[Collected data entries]
· · ·

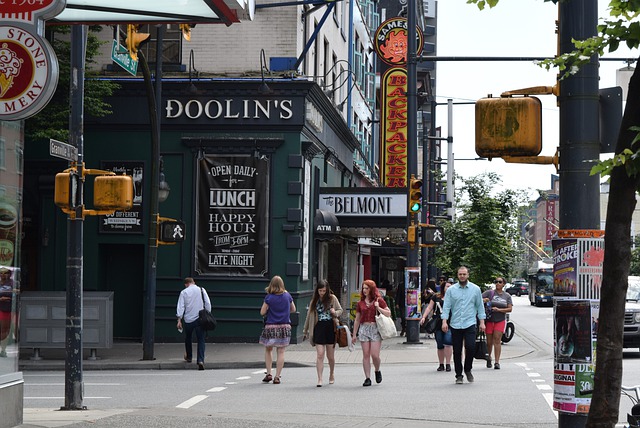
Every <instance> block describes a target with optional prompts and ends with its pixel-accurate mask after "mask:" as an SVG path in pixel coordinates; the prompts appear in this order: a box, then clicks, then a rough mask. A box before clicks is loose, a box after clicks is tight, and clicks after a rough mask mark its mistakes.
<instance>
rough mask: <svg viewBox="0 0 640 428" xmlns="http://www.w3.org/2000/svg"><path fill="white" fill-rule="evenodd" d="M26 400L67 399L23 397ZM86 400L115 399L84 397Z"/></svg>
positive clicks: (83, 397) (97, 397)
mask: <svg viewBox="0 0 640 428" xmlns="http://www.w3.org/2000/svg"><path fill="white" fill-rule="evenodd" d="M23 398H24V399H25V400H64V399H65V397H23ZM82 398H84V399H85V400H110V399H112V398H113V397H82Z"/></svg>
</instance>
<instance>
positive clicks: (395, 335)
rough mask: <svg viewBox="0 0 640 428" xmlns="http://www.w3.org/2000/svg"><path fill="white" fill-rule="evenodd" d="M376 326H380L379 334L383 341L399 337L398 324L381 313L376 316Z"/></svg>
mask: <svg viewBox="0 0 640 428" xmlns="http://www.w3.org/2000/svg"><path fill="white" fill-rule="evenodd" d="M376 326H378V332H379V333H380V336H382V338H383V339H390V338H392V337H396V336H397V335H398V330H396V324H395V323H394V322H393V320H392V319H391V317H388V316H386V315H383V314H381V313H378V314H376Z"/></svg>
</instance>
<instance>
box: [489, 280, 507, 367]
mask: <svg viewBox="0 0 640 428" xmlns="http://www.w3.org/2000/svg"><path fill="white" fill-rule="evenodd" d="M494 284H495V285H496V289H495V290H487V291H485V292H484V293H482V300H483V302H484V303H485V304H487V303H489V304H490V305H491V317H490V318H489V319H487V320H486V327H487V329H486V330H485V332H486V334H487V352H488V355H489V356H488V357H487V368H489V369H490V368H491V351H494V357H495V362H494V364H493V368H494V369H496V370H500V354H501V353H502V334H503V333H504V329H505V327H506V324H507V314H508V313H509V312H511V310H512V308H513V302H512V301H511V294H509V293H507V292H506V291H504V290H503V289H504V285H505V280H504V278H503V277H500V276H499V277H497V278H496V280H495V281H494Z"/></svg>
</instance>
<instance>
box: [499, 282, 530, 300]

· · ·

**What you will do**
Transcribe the complete set of entries verbatim. No pictures belong in the copy.

**Result for this exercise**
Every <instance> block describes a target with optional prompts and ends with its pixel-accurate mask after "mask:" as an SVG path in pixel coordinates; the prompts appear in this order: a box, then clicks, then a rough mask. A box before clicks is loose, a box after clicks is tight, and clicks after a rough mask mark its mistakes.
<instance>
rough mask: <svg viewBox="0 0 640 428" xmlns="http://www.w3.org/2000/svg"><path fill="white" fill-rule="evenodd" d="M26 400L67 399L23 397ZM86 400L115 399L84 397Z"/></svg>
positive clicks: (83, 397) (97, 397)
mask: <svg viewBox="0 0 640 428" xmlns="http://www.w3.org/2000/svg"><path fill="white" fill-rule="evenodd" d="M23 398H24V399H25V400H64V399H65V397H23ZM82 398H84V399H85V400H110V399H112V398H113V397H82Z"/></svg>
</instance>
<instance>
positive clicks: (395, 335)
rough mask: <svg viewBox="0 0 640 428" xmlns="http://www.w3.org/2000/svg"><path fill="white" fill-rule="evenodd" d="M376 326H380L379 334L383 341L399 337L398 324L381 313L376 316Z"/></svg>
mask: <svg viewBox="0 0 640 428" xmlns="http://www.w3.org/2000/svg"><path fill="white" fill-rule="evenodd" d="M376 326H378V332H379V333H380V336H382V338H383V339H390V338H392V337H396V336H397V335H398V330H396V324H395V323H394V322H393V320H392V319H391V317H388V316H386V315H383V314H381V313H378V314H376Z"/></svg>
</instance>
<instance>
box: [489, 280, 507, 367]
mask: <svg viewBox="0 0 640 428" xmlns="http://www.w3.org/2000/svg"><path fill="white" fill-rule="evenodd" d="M494 284H495V285H496V289H495V290H487V291H485V292H484V293H482V300H483V302H484V303H485V304H487V303H489V304H490V305H491V317H490V318H489V319H487V320H486V327H487V329H486V330H485V332H486V334H487V352H488V355H489V356H488V357H487V368H489V369H490V368H491V351H494V357H495V362H494V364H493V368H494V369H496V370H500V354H501V353H502V334H503V333H504V329H505V327H506V324H507V314H508V313H509V312H511V310H512V308H513V302H512V301H511V294H509V293H507V292H506V291H504V290H503V289H504V285H505V280H504V278H503V277H500V276H499V277H497V278H496V280H495V281H494Z"/></svg>
</instance>
<instance>
box: [499, 282, 530, 300]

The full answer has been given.